Задания:
1. Оформите, пожалуйста, нумерованным списком приведённые строки: от строки с «subject: <item>dirt embankment</item>» до последней строки включительно, без пустых строк.
2. Допишите продолжение текста о Новой Англии, начиная сразу после его последнего предложения.

───── Исходный текст ─────

Если бы шесть содружеств Новой Англии были объединены в один штат, он все равно обладал бы лишь тремя четвертями населения Нью-Йорка и примерно равным числом жителей с Пенсильванией. Штат Род-Айленд составляет по площади четверть многих отдельных округов Калифорнии. Такие факты не скоро забудутся на Западе, и когда возникнет расхождение интересов, Огайо не позволит своему голосу в Сенате по-прежнему нейтрализоваться голосом Коннектикута или Род-Айленда. Даже если Сенат останется нетронутым, несомненно, что перераспределение мест вследствие переписи 1870 года полностью передаст политическую власть центральным штатам. То, что Новая Англия в результате этого изменения неизбежно утратит свое влияние на судьбы всего Союза, не столь очевидно. Влияние Новой Англии на благо Запада носило главным образом зародышевый характер, но от этого оно не менее огромно. Отправляйтесь в такой штат, как Мичиган, где половина людей — иммигранты, а из оставшейся половины большинство составляют уроженцы Запада, по-видимому, никоим образом не связанные с Новой Англией, — и вы обнаружите, что жители по большей части являются серьезными, богобоязненными людьми, пронизанными новоанглийским духом глубокой мужественности и убежденности во всем, что они говорят и делают. Колледжи, в которых они воспитывались, возглавляются, как вы обнаружите, профессорами из Новой Англии, людьми, прошедшими школу классических учебных заведений Гарварда, Йеля или Амхерста; пасторы, под началом которых они служат, по большей части бостонцы; книги, которые они читают, созданы в Новой Англии или представляют собой староанглийские сочинения того же толка, из которого черпали вдохновение сами писатели пуританских штатов. Короче говоря, именно Новой Англии главным образом обязана Америка тем, что стала благочестивой нацией.

В нынешнюю эпоху дорогого стоит встретить людей, которые твердо верят во что-либо и последовательно руководствуются своими убеждениями: новоанглийцы именно таковы. Тщательно богобоязненные штаты встречаются не так часто, чтобы мы могли позволить себе пренебрегать ими, когда они обнаруживаются; и нигде религия не проникает в повседневную жизнь в такой мере, как в Вермонте или Массачусетсе.

Штаты Союза столь многим обязаны Новой Англии, что уже по одной этой причине они могут воздержаться от того, чтобы касаться ее святотатственными руками. Не говоря о ее прежних жертвах, один лишь маленький штат Массачусетс — вчетверо меньше Шотландии и лишь наполовину населенный по сравнению с Парижем — выставил во время мятежа полтораста полков на поле боя.

───── Приведённые строки ─────

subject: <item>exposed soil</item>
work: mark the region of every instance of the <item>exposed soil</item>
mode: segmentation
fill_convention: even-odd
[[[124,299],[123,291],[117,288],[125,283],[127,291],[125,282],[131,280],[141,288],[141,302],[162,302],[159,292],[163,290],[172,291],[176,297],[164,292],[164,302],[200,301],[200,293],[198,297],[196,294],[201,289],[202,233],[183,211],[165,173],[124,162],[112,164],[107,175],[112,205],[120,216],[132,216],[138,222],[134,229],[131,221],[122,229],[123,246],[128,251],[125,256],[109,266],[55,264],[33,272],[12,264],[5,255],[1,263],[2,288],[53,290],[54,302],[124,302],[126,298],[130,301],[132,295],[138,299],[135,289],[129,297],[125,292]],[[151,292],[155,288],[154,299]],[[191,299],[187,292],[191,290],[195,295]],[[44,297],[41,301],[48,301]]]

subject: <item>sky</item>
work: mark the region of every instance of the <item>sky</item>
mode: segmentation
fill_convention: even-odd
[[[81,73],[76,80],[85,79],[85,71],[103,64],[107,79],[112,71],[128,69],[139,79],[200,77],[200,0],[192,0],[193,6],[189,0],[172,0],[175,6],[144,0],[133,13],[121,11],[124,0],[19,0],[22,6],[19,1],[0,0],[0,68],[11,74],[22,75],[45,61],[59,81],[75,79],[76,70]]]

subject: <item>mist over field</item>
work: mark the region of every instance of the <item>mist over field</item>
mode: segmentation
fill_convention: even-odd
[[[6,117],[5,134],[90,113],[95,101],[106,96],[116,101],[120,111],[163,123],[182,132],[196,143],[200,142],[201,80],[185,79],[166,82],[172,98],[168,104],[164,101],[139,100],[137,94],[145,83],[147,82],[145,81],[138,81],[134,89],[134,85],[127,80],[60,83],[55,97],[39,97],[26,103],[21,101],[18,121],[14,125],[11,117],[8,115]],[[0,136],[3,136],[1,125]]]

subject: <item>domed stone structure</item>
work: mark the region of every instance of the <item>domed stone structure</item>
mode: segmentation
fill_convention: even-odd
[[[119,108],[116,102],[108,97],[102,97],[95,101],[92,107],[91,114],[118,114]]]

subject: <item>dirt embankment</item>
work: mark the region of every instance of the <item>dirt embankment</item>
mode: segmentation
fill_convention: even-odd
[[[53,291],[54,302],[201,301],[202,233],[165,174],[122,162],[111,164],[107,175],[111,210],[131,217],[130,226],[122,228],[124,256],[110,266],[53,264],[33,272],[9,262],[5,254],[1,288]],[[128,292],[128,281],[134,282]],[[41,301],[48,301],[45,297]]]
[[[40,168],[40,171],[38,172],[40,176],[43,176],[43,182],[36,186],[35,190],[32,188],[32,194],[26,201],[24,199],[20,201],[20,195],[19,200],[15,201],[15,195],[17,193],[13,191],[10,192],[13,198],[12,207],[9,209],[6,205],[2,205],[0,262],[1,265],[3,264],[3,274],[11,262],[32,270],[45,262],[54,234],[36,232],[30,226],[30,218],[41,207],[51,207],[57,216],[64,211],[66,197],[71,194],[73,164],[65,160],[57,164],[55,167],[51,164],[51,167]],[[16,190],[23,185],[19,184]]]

─────

Ответы:
1.
1. subject: <item>dirt embankment</item>
2. work: mark the region of every instance of the <item>dirt embankment</item>
3. mode: segmentation
4. fill_convention: even-odd
5. [[[53,291],[54,302],[201,301],[202,233],[165,174],[122,162],[111,164],[107,175],[111,210],[131,217],[130,226],[122,228],[124,256],[110,266],[53,264],[33,272],[9,262],[5,254],[1,288]],[[128,292],[128,281],[134,282]],[[41,301],[48,301],[45,297]]]
6. [[[40,168],[40,171],[38,172],[40,176],[43,176],[43,182],[36,186],[35,190],[32,188],[32,194],[26,201],[24,199],[20,201],[20,195],[19,200],[15,201],[15,195],[17,193],[13,191],[10,192],[13,198],[12,207],[9,209],[6,205],[2,205],[0,262],[1,265],[3,264],[3,274],[11,262],[32,270],[45,262],[54,234],[36,232],[30,226],[30,218],[41,207],[51,207],[57,216],[64,211],[66,197],[71,194],[73,164],[65,160],[57,164],[55,167],[51,164],[51,167]],[[16,190],[23,185],[19,184]]]

2.
Именно в Бостон телеграфировал Линкольн, когда в 1861 году ему в одно мгновение понадобились люди для защиты Вашингтона. Южане были до такой степени убеждены в том, что уроженцы Новой Англии являются истинными сторонниками старого флага, что слово «янки» стало общим наименованием лоялистов из любого штата. Америка никогда не забудет стойкий героизм Новой Англии во время великой борьбы за национальное существование.

Единство, которое было главной причиной силы новоанглийского влияния, отчасти проистекает из того факта, что эти шесть штатов полностью отрезаны от всей остальной Америки единым штатом Нью-Йорк, чуждым им в политической и моральной жизни. Каждый янки чувствует, что его страна ограничена британцами, ирландцами и морем.

В дополнение к однородности изоляции новоанглийцы, подобно северным шотландцам, обладают преимуществами скверного климата и убогой почвы. Именно они стали истинными двигателями в развитии энергии, сноровки и стойкости народа янки. В войне, например, было очевидно, что дети бедных и суровых северо-восточных штатов — вовсе не те люди, которых могут победить сибариты из Луизианы, когда они ведут борьбу за то, что считают правым делом.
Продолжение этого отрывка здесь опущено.